TEXTAUSZUG »
——————
In der jetzigen Position bleibt ihm allerdings für die Praxis seines in jungen Jahren erlernten Pilotenberufs nur wenig Zeit. Ein- bis zweimal pro Woche lässt es sich Dobler trotzdem nicht nehmen, im Cockpit einer von vier Helvetic-Maschinen des Typs Fokker 100 den Steuerknüppel fest im Griff zu halten. Gerade hat er einen Flug nach Mallorca hinter sich. «Mit einer sehr hohen Sitzbelegung», freut sich der Idealist, der bei Helvetic seit der Gründungszeit mit dabei ist.

Die Verantwortung fürs fliegende Personal ist inzwischen einer Gesamtverantwortung für das Wohl des Unternehmens gewichen. Knallhart kalkulieren muss Dobler heute und dafür sorgen, dass die von seinem Vorgänger Peter Pfister einst als «Günstig-Airline mit Fixpreis» positionierte Helvetic endlich die notwendige Schubkraft aufbringt, um aus den roten Zahlen zu fliegen.
——————
Aus einer Sammlung entnommene Daten:
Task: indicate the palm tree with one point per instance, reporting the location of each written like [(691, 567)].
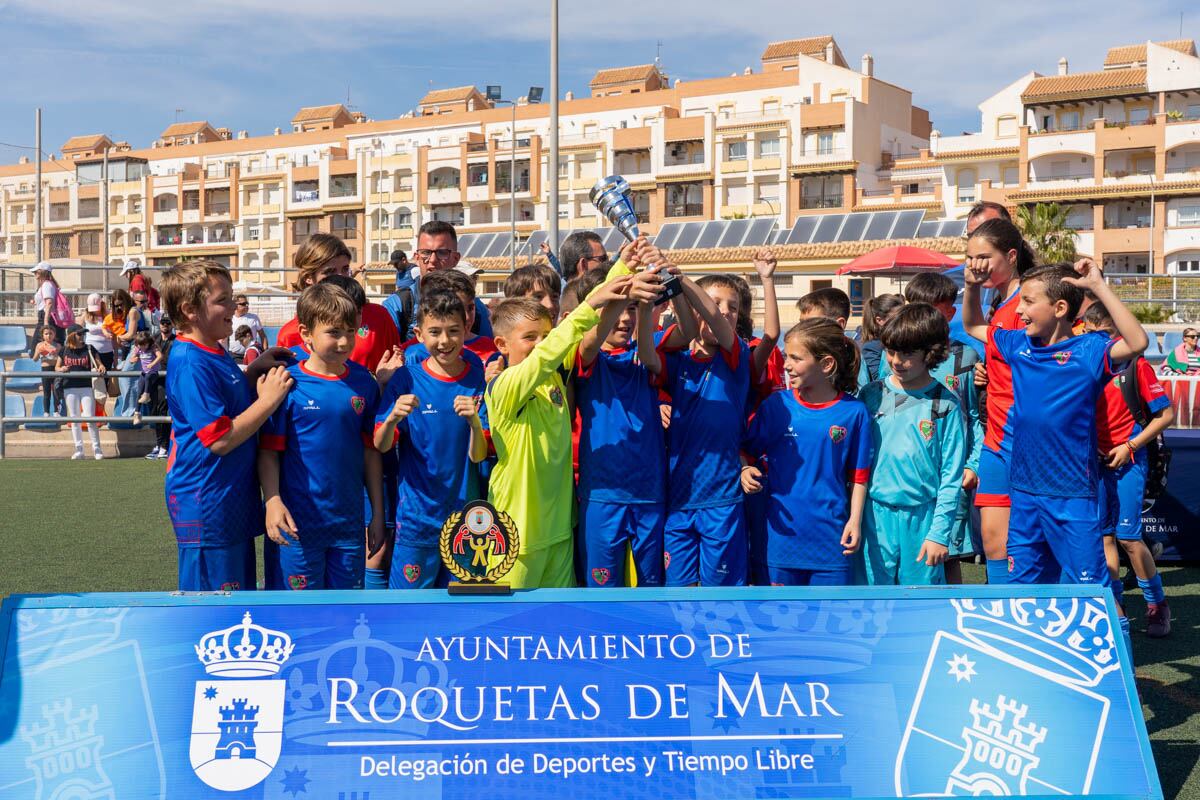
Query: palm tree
[(1049, 233)]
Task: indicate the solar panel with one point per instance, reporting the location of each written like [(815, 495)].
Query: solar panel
[(760, 233), (735, 232), (666, 235), (827, 229), (856, 224), (802, 232), (687, 239), (880, 226), (907, 223)]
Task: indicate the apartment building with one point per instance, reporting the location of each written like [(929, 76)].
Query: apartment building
[(804, 133), (1119, 146)]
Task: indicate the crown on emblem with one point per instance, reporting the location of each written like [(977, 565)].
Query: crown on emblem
[(244, 650), (1069, 638)]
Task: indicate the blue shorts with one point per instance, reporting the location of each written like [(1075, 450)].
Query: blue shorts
[(783, 576), (605, 531), (217, 569), (706, 546), (994, 489), (331, 566), (1121, 494), (1055, 540), (417, 566)]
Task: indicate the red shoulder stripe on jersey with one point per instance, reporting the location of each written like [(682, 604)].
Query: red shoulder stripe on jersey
[(211, 432)]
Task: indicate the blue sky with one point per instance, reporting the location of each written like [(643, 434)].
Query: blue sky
[(124, 66)]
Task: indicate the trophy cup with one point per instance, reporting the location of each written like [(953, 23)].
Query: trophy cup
[(610, 196)]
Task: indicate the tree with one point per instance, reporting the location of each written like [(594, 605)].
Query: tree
[(1049, 233)]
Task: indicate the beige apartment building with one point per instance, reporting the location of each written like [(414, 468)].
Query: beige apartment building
[(801, 133)]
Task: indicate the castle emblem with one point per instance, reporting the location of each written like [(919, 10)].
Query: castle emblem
[(238, 713)]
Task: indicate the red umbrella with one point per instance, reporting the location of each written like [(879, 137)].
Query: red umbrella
[(899, 259)]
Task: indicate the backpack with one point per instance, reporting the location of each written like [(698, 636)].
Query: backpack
[(63, 314), (1158, 455)]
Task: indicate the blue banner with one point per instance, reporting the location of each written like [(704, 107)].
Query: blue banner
[(781, 692)]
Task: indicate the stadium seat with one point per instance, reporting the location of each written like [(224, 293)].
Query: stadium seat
[(13, 405), (25, 384), (40, 410), (12, 340)]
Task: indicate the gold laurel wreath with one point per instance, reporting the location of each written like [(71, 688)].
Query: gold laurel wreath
[(461, 572)]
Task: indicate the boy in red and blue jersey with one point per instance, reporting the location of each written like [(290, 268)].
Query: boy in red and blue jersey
[(1122, 437), (705, 540), (211, 488), (1054, 527), (316, 453), (432, 414)]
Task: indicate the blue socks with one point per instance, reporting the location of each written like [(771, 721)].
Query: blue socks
[(997, 571), (375, 578), (1152, 589)]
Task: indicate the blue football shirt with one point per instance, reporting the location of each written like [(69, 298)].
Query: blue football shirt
[(437, 476), (321, 429), (622, 452), (1053, 417), (213, 500), (708, 401), (814, 452)]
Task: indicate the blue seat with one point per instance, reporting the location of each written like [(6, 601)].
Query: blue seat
[(13, 405), (25, 384), (12, 340), (40, 410)]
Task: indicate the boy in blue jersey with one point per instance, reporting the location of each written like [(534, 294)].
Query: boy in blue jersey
[(316, 455), (431, 413), (919, 455), (1054, 530), (211, 488), (705, 539), (622, 459)]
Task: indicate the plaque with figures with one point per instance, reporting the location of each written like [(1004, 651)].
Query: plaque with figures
[(757, 692)]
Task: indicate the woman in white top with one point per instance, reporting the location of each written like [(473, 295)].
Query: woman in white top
[(97, 337)]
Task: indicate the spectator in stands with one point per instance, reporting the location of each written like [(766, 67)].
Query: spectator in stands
[(243, 316), (45, 298), (138, 282), (1185, 359)]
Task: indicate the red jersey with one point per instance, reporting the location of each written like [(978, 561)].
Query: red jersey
[(1000, 378), (1114, 421), (376, 336)]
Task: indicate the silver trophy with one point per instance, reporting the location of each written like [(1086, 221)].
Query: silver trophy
[(610, 196)]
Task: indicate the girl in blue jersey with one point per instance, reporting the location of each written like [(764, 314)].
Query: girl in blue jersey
[(816, 438)]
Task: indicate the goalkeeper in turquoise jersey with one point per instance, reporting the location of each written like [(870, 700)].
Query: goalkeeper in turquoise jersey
[(917, 431)]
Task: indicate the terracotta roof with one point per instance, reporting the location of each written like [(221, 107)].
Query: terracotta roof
[(1137, 53), (793, 47), (623, 74), (448, 95), (87, 142), (1085, 84), (310, 113), (184, 128)]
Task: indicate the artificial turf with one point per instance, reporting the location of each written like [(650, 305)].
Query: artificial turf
[(69, 527)]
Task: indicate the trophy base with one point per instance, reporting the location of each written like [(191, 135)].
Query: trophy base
[(671, 288), (457, 588)]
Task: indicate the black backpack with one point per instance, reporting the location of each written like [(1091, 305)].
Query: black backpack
[(1158, 455)]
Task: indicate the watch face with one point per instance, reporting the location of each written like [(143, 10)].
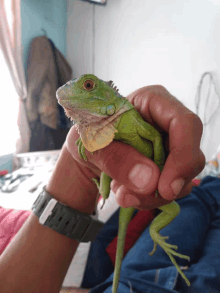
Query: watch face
[(47, 211)]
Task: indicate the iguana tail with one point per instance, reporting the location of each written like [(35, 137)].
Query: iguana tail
[(124, 219)]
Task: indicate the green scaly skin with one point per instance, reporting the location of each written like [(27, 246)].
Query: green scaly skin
[(103, 101)]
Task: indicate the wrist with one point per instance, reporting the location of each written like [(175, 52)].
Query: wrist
[(69, 184)]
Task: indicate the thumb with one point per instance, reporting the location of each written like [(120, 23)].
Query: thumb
[(129, 167)]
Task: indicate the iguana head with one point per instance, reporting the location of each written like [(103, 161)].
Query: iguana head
[(95, 106), (88, 99)]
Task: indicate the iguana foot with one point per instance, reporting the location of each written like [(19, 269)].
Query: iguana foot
[(81, 149), (169, 249)]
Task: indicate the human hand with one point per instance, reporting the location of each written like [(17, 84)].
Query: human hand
[(185, 159)]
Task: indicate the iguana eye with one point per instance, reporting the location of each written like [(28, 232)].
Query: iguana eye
[(89, 85)]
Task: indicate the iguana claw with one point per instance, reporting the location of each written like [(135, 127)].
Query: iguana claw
[(81, 149)]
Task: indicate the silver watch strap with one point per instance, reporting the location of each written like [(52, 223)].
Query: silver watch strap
[(64, 220)]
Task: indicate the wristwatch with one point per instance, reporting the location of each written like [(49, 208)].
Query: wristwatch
[(65, 220)]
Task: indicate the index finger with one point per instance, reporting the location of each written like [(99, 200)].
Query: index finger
[(184, 128)]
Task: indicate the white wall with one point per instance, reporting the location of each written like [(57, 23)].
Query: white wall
[(145, 42)]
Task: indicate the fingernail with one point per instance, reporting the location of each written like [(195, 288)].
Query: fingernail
[(177, 186), (131, 200), (140, 175)]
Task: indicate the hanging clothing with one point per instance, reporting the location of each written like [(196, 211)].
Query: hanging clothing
[(47, 69)]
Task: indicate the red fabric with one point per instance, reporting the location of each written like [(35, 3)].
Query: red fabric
[(135, 228), (10, 223)]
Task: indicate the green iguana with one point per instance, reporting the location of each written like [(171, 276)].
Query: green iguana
[(103, 115)]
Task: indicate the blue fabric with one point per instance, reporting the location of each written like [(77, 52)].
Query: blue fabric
[(196, 232), (99, 265)]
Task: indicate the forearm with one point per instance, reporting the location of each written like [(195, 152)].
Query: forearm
[(38, 258)]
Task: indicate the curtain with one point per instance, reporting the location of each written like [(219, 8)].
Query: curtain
[(11, 46)]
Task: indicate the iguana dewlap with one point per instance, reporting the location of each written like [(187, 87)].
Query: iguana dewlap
[(103, 115)]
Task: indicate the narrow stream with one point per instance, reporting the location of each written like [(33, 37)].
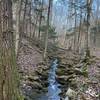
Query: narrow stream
[(53, 87)]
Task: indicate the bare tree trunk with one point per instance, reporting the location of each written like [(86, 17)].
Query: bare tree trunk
[(89, 3), (40, 20), (47, 32), (8, 76), (18, 15)]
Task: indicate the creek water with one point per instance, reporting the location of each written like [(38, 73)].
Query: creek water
[(53, 87)]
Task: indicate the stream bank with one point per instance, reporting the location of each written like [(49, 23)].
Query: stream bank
[(74, 74)]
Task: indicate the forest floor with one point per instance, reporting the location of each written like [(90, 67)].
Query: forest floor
[(76, 75)]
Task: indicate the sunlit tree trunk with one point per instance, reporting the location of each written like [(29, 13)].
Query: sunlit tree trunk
[(8, 76), (47, 31), (18, 15), (89, 4)]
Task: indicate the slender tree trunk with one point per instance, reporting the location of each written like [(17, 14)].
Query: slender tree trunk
[(8, 83), (19, 8), (40, 20), (89, 3), (47, 32)]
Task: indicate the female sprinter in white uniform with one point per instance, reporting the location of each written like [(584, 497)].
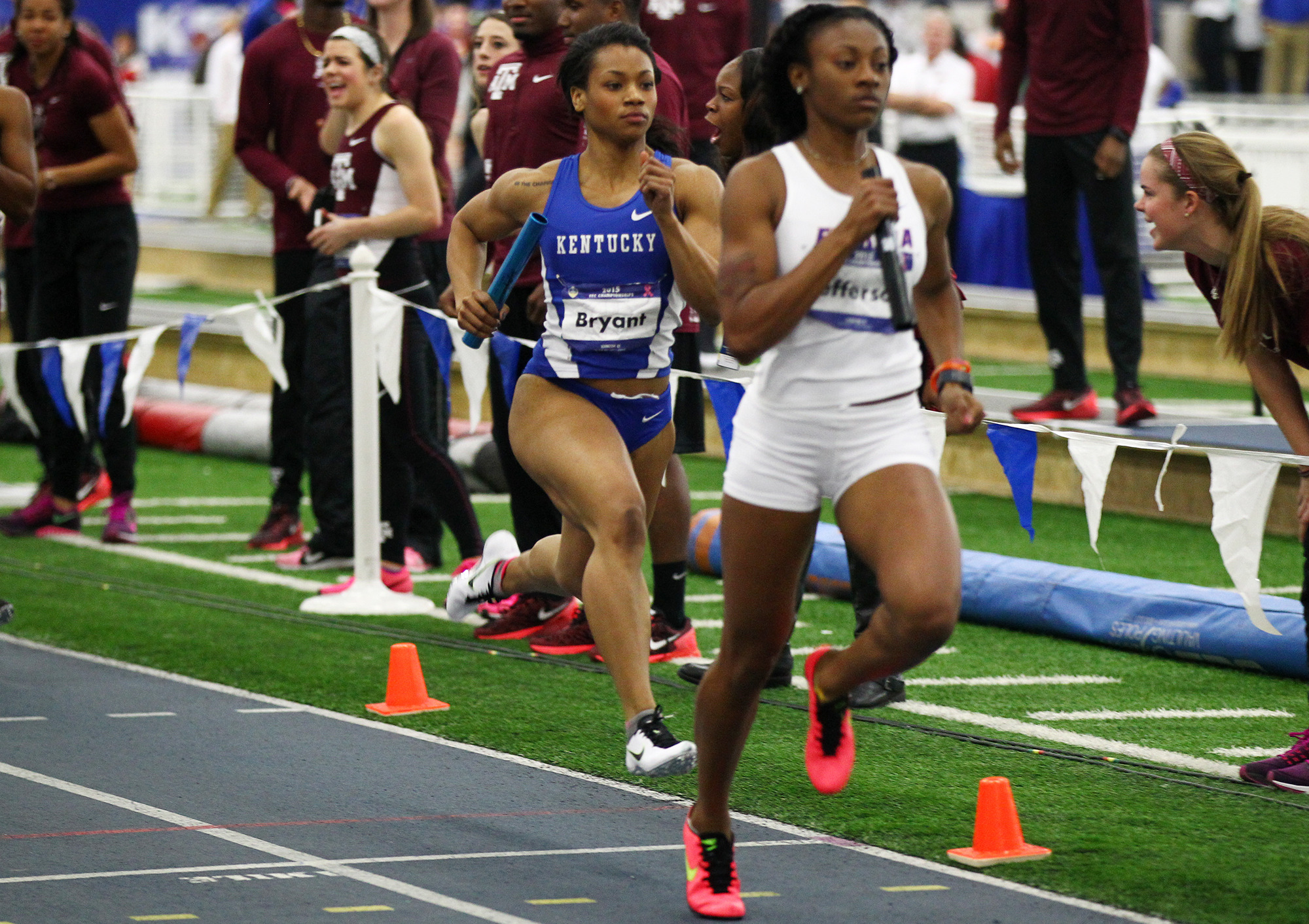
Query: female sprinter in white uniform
[(833, 412), (624, 226)]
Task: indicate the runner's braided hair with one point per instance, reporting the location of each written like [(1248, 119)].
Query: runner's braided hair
[(575, 71), (790, 45)]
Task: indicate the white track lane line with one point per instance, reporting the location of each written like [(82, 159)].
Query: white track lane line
[(1088, 715), (362, 862), (242, 840), (1064, 737), (782, 828), (193, 563)]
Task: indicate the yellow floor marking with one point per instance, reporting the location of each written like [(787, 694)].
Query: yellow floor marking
——————
AUFGABEN »
1. Wiederhole aus dem Text über Helvetic wortgetreu den Abschnitt zwischen „Die Verantwortung fürs“ und „Zahlen zu fliegen.“, beide eingeschlossen.
2. Wer war laut dem Text über Helvetic Doblers Vorgänger?
3. Knüpfe an den letzten Satz im Text über Helvetic an und schreibe den Text weiter.
Die Datensätze stammen aus einer anderen Quelle.

LÖSUNGEN »
1.
Die Verantwortung fürs fliegende Personal ist inzwischen einer Gesamtverantwortung für das Wohl des Unternehmens gewichen. Knallhart kalkulieren muss Dobler heute und dafür sorgen, dass die von seinem Vorgänger Peter Pfister einst als «Günstig-Airline mit Fixpreis» positionierte Helvetic endlich die notwendige Schubkraft aufbringt, um aus den roten Zahlen zu fliegen.

2. Peter Pfister

3.
Diese schwierige Aufgabe in einem hart umkämpften Markt absorbiert den in Rafz wohnhaften Dobler enorm, verlangt von ihm strategisches Geschick und Weitblick. Im Rappengeschäft Fliegerei ist auch der Faktor Zeit ein Luxusgut. Der Erfolgsdruck ist enorm. Das ursprüngliche Betriebskonzept von Helvetic musste wegen Erfolglosigkeit über Bord geworfen werden. Pfister und andere Investoren haben sich zurückgezogen und ihre Anteile Anfang 2006 dem Financier Martin Ebner verkauft, den Dobler aus Militärzeiten kennt. Die alte Freundschaft ändert nichts daran, dass der zahlende Patron Erfolge sehen will. Die Helvetic muss bald Gewinne einfliegen.

Der Reiz der riskanten Aufgabe

Auf dem steinigen Weg, mit Anpassungen bei Preisen und Streckennetz die Neuausrichtung der Gesellschaft zu einer «Nischen-Airline mit Qualitätsanspruch» schrittweise voranzutreiben, musste Dobler den 129 Helvetic-Angestellten vorerst das Vertrauen in die eigene Firma zurückgeben. «Nach dem Personalabbau im letzten Herbst war die Verunsicherung gross», erinnert er sich.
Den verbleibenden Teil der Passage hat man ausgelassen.